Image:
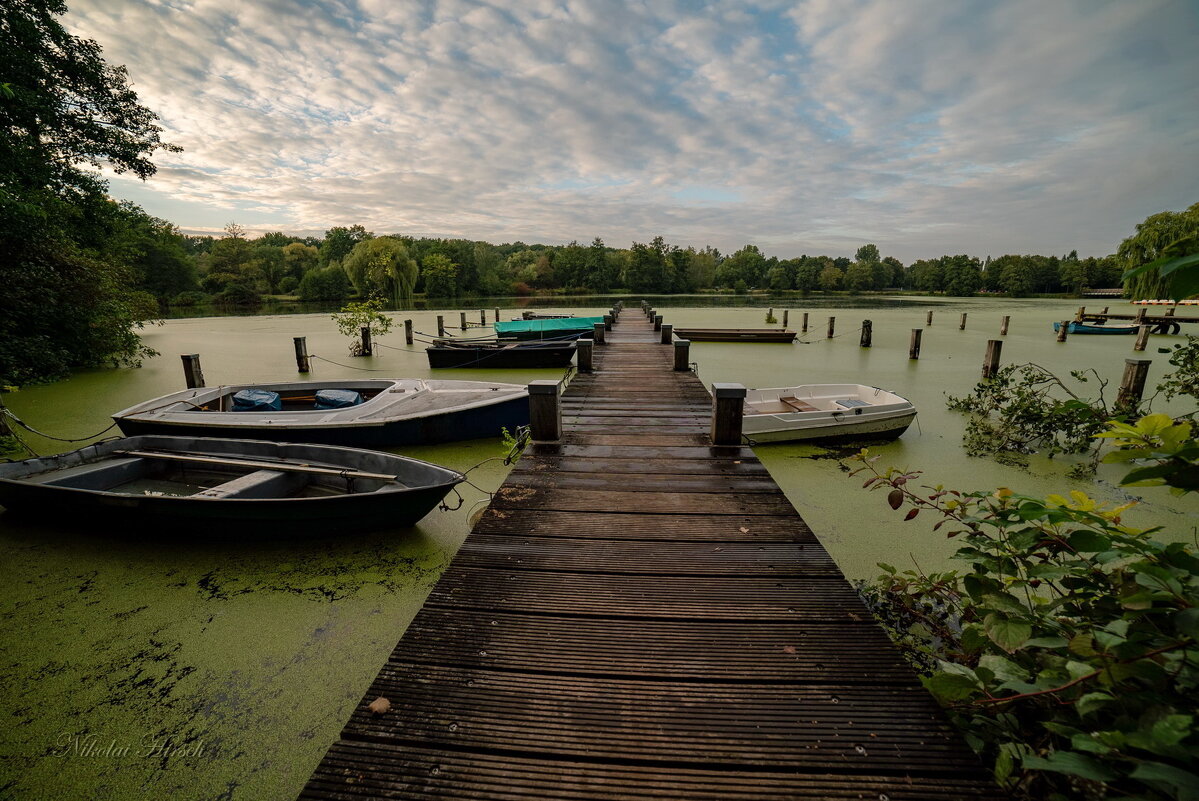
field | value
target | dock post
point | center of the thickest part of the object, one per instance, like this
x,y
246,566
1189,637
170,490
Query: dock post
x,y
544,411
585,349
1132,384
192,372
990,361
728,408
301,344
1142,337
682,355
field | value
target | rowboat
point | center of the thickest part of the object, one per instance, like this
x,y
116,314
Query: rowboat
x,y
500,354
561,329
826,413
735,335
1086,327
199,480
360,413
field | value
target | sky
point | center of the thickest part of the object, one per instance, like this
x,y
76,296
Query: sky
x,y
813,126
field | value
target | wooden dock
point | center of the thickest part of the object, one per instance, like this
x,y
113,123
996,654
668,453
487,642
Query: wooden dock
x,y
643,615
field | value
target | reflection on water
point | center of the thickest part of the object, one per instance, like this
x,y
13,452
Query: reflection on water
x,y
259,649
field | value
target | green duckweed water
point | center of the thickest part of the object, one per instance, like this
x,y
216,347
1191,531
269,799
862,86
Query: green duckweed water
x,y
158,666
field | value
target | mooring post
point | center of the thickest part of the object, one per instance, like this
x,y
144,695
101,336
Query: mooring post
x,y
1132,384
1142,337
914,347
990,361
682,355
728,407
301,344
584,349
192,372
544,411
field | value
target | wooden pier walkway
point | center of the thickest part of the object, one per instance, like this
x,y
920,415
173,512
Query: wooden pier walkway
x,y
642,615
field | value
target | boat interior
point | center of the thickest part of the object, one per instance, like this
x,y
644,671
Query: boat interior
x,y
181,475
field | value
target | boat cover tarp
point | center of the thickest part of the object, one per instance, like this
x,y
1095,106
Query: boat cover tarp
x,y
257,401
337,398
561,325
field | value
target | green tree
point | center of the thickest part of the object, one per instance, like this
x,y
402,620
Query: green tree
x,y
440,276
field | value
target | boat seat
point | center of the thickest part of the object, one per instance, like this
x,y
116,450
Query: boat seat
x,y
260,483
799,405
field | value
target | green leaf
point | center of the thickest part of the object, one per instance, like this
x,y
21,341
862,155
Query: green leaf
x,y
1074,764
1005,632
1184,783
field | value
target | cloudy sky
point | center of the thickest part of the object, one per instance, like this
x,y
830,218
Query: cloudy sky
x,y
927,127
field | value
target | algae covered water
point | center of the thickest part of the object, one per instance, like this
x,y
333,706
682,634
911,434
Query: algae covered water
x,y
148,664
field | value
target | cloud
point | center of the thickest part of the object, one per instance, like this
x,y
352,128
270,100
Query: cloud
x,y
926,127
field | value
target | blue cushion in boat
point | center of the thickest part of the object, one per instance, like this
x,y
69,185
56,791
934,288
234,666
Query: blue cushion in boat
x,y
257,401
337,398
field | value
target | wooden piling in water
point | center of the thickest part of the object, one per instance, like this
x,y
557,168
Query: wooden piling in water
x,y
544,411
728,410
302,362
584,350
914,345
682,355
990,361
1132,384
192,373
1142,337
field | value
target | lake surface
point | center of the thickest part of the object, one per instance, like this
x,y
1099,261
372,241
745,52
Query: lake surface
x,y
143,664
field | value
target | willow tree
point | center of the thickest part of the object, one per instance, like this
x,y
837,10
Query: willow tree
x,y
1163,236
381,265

◆ ◆ ◆ ◆ ◆ ◆ ◆

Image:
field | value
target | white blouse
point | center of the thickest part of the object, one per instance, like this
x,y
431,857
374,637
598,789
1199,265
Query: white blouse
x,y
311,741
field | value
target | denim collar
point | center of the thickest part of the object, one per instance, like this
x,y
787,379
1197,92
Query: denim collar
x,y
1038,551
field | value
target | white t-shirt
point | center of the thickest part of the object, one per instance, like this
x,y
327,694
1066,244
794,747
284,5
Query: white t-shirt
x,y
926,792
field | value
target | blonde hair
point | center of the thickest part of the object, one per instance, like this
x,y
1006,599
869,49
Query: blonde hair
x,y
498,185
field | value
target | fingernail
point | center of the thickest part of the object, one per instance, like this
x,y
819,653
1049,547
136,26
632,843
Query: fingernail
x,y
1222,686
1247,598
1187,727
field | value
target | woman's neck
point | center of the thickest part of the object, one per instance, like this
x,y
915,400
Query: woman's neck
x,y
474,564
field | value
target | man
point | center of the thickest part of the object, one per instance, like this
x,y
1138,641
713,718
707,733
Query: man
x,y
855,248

◆ ◆ ◆ ◆ ◆ ◆ ◆

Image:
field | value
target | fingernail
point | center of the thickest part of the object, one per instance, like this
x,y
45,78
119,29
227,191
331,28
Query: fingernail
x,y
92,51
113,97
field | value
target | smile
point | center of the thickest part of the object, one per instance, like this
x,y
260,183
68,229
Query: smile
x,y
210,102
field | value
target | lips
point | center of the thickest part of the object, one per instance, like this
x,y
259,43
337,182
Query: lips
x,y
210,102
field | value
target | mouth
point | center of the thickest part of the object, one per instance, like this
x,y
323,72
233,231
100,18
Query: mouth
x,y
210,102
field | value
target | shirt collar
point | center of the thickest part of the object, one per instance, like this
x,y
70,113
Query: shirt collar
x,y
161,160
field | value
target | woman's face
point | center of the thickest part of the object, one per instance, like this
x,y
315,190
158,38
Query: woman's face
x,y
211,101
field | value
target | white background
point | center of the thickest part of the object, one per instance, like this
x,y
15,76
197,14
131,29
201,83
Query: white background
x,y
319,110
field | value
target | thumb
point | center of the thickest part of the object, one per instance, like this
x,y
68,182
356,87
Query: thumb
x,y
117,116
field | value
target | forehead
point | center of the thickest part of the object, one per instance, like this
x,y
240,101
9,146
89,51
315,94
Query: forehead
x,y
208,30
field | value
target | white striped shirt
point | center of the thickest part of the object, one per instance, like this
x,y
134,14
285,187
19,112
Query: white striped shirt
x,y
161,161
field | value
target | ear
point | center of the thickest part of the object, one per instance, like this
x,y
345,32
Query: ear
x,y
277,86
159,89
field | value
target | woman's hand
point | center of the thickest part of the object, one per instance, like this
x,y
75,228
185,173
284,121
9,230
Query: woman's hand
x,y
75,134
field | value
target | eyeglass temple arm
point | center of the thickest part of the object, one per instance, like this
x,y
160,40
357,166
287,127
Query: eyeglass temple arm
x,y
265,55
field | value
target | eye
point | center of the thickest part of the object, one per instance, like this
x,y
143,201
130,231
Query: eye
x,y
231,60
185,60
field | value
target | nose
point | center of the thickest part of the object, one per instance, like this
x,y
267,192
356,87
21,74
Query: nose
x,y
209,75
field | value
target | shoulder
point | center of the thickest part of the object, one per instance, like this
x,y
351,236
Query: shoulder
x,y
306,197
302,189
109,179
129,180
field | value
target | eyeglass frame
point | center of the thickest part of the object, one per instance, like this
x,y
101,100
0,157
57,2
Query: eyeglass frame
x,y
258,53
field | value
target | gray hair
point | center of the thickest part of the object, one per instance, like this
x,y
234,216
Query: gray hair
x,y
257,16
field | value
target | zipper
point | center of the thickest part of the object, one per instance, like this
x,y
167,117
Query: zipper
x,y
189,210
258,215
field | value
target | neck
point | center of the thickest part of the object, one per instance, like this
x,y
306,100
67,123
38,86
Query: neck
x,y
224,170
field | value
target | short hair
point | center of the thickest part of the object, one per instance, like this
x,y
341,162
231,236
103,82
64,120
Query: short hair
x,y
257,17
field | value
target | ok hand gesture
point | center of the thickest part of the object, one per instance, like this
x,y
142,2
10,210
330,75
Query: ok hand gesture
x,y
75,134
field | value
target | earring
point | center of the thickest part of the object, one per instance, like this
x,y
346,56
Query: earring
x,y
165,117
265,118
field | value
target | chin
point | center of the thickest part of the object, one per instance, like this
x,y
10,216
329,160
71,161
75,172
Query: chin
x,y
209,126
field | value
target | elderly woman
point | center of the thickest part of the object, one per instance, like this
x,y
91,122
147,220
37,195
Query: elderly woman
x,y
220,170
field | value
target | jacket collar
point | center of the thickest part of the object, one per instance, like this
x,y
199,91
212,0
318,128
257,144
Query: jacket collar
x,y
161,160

◆ ◆ ◆ ◆ ◆ ◆ ◆

WHAT YOU WILL DO: Please identify every line in the rows above that contains the word "elderly", and copy each one. Case counts.

FULL OUTPUT:
target | elderly woman
Query: elderly woman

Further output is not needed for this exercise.